> _Work item_:
Scan the entries below for the word "wooden". Copy out every line in which it occurs.

(Information shown)

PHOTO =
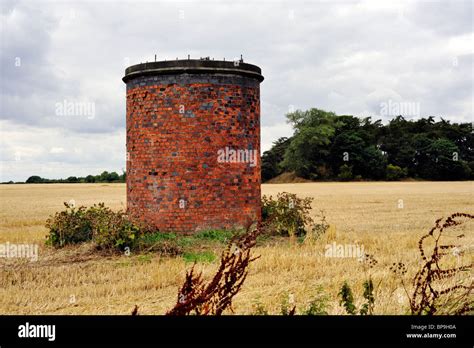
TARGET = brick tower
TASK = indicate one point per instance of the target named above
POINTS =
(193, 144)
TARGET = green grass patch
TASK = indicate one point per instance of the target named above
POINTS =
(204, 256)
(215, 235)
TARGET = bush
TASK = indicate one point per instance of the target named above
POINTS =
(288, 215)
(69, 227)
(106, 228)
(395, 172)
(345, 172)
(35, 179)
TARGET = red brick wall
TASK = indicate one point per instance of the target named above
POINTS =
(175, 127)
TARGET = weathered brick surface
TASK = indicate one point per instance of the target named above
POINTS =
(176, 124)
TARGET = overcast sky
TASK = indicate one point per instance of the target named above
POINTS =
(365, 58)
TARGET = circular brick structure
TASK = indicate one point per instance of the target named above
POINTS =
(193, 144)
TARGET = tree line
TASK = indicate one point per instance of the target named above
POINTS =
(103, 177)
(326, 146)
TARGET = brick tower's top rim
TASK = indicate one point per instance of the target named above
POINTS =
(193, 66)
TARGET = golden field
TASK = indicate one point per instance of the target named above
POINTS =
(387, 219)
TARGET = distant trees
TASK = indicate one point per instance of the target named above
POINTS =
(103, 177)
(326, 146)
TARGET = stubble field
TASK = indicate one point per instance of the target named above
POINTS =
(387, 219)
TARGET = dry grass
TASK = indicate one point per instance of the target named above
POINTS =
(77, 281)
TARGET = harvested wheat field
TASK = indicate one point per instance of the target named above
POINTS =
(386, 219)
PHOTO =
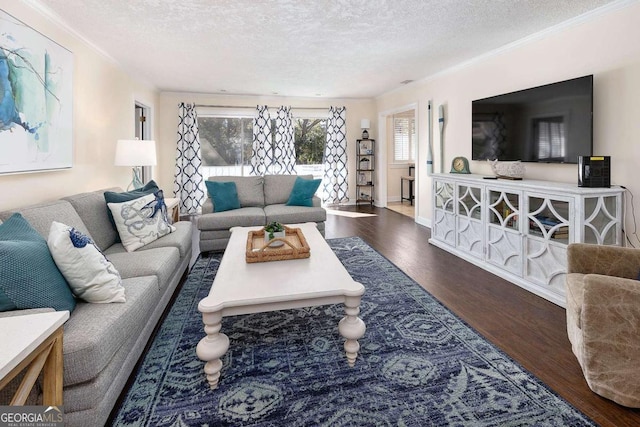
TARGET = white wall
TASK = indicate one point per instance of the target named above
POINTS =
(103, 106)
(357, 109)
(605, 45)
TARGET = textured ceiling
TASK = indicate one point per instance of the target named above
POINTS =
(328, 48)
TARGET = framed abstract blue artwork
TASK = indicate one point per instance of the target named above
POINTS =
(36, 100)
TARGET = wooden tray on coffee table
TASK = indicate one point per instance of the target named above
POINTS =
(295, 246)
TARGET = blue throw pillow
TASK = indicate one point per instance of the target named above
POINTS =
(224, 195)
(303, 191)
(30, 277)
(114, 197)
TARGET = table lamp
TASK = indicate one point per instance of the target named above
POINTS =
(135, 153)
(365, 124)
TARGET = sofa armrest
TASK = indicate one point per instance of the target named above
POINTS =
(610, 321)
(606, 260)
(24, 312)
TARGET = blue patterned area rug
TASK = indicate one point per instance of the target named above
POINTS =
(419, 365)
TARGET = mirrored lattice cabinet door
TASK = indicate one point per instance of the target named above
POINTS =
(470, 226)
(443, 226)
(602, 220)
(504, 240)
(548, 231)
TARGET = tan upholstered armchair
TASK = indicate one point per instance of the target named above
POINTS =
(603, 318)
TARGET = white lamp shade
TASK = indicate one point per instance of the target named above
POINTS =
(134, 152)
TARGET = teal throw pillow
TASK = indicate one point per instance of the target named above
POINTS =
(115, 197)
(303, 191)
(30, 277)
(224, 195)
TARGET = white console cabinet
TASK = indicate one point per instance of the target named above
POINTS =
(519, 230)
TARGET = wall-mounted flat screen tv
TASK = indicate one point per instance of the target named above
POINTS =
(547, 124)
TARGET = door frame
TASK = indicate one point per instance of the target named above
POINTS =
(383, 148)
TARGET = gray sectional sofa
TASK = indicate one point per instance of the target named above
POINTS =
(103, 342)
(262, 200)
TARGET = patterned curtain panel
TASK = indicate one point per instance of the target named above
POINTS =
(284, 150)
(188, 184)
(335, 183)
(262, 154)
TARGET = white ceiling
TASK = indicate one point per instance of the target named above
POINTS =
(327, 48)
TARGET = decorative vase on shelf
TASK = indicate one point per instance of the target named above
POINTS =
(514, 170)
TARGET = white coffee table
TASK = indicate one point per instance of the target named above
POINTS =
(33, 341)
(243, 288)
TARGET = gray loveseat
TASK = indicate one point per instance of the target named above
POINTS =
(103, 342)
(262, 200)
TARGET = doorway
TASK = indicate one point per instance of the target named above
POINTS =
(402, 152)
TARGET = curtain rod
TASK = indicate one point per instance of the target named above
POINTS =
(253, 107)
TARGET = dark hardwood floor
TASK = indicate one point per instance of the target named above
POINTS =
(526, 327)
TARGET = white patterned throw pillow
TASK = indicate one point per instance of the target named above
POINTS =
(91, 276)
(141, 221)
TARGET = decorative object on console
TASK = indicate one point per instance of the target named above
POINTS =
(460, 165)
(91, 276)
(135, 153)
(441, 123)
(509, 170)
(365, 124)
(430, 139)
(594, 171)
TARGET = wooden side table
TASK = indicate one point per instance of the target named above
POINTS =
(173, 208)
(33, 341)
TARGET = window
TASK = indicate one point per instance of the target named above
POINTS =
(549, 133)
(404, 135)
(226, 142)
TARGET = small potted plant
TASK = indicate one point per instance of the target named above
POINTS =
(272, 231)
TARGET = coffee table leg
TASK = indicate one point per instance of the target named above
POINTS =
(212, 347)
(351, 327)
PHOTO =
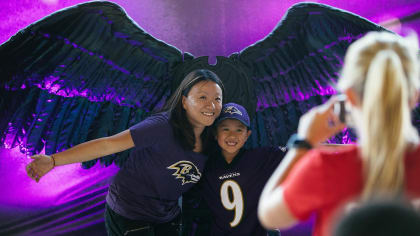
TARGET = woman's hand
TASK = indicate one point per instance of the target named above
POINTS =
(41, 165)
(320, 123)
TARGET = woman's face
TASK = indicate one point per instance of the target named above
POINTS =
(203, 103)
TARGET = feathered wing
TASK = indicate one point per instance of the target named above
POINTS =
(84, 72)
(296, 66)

(End Information shown)
(Information shown)

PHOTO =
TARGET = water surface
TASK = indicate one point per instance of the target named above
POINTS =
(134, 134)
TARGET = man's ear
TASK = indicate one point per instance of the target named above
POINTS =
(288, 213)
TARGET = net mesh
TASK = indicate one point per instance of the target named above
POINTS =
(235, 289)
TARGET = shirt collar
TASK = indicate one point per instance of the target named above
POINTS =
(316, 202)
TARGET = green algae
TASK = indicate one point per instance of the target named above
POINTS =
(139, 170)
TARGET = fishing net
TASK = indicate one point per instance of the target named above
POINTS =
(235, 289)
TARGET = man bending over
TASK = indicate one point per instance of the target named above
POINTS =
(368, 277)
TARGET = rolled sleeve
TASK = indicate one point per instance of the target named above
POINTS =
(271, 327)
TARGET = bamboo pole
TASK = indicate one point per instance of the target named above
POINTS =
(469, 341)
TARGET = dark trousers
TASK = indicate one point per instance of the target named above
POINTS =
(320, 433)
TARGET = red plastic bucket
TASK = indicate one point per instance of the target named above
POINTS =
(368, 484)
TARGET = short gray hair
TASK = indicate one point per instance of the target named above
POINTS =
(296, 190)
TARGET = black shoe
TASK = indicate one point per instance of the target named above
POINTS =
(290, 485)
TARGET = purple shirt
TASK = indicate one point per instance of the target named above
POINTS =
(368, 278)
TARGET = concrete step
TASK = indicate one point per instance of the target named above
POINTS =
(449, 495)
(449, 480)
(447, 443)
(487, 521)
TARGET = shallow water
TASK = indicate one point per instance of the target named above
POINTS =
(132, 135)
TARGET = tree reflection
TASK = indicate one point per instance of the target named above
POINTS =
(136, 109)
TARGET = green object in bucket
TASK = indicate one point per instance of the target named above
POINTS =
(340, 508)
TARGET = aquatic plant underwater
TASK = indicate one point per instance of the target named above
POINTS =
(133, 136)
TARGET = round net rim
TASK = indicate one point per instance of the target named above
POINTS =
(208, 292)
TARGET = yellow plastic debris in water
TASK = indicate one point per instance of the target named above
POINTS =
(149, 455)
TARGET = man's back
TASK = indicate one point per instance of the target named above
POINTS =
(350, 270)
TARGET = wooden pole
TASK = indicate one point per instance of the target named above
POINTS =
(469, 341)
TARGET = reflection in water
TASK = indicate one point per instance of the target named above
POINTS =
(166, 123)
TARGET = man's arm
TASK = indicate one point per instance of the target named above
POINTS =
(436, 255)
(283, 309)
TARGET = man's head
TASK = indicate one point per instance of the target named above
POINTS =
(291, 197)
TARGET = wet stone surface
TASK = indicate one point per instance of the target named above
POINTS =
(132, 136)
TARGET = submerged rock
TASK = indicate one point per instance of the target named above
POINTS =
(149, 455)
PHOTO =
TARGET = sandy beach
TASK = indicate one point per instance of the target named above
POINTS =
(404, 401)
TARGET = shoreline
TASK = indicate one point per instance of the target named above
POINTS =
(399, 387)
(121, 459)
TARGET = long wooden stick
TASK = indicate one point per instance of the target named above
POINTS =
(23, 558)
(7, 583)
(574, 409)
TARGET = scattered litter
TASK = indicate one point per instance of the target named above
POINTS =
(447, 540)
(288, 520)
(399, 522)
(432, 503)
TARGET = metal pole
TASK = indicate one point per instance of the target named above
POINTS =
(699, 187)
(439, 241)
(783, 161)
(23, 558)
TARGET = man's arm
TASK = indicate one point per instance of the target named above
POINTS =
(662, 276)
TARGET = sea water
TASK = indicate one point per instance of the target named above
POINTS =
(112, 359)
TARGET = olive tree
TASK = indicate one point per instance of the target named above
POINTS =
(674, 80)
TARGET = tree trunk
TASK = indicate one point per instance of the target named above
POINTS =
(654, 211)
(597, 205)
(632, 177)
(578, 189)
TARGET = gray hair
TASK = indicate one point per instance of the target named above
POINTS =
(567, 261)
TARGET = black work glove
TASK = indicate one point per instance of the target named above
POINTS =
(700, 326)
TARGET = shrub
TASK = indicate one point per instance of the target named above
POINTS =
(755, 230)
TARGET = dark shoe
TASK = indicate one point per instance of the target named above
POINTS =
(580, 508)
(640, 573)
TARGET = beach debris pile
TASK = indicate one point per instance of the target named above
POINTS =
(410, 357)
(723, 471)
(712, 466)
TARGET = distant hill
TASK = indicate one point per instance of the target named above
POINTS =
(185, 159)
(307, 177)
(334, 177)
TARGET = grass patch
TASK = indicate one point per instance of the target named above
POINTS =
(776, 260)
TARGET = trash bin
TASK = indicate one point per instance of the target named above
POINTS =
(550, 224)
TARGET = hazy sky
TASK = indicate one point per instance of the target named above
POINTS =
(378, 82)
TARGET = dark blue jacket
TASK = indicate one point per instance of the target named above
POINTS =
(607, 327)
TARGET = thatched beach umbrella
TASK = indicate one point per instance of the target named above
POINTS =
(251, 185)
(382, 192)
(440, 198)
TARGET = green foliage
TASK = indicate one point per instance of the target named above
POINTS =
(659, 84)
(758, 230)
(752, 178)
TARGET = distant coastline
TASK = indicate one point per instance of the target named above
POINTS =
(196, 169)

(End Information shown)
(Information shown)

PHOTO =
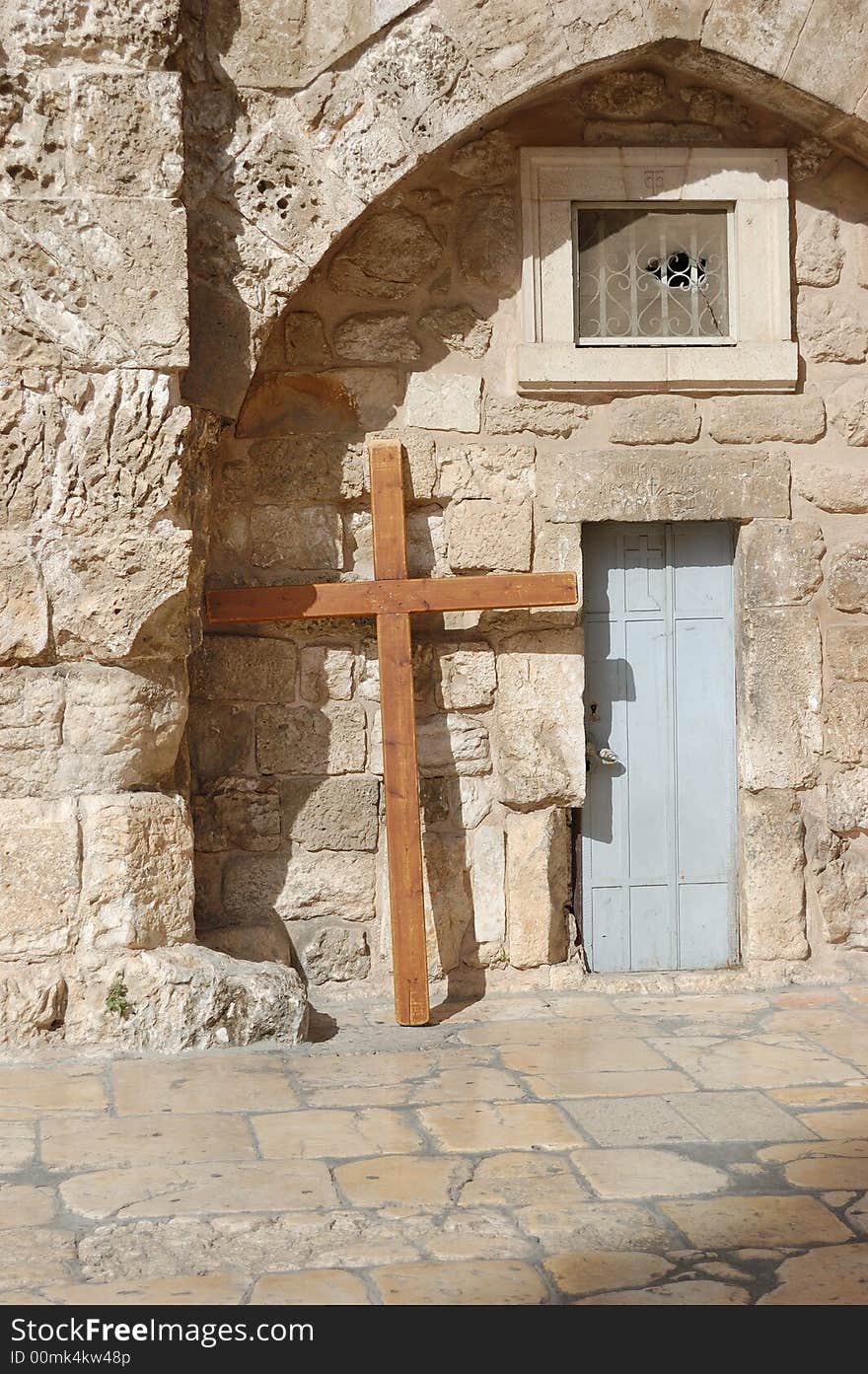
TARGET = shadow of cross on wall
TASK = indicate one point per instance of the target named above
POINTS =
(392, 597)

(End Information shown)

> _Solution to the exercise_:
TARGET = wooden tray on coffee table
TARGET = wooden side table
TARGET = wooden pole
TARGET = long wooden stick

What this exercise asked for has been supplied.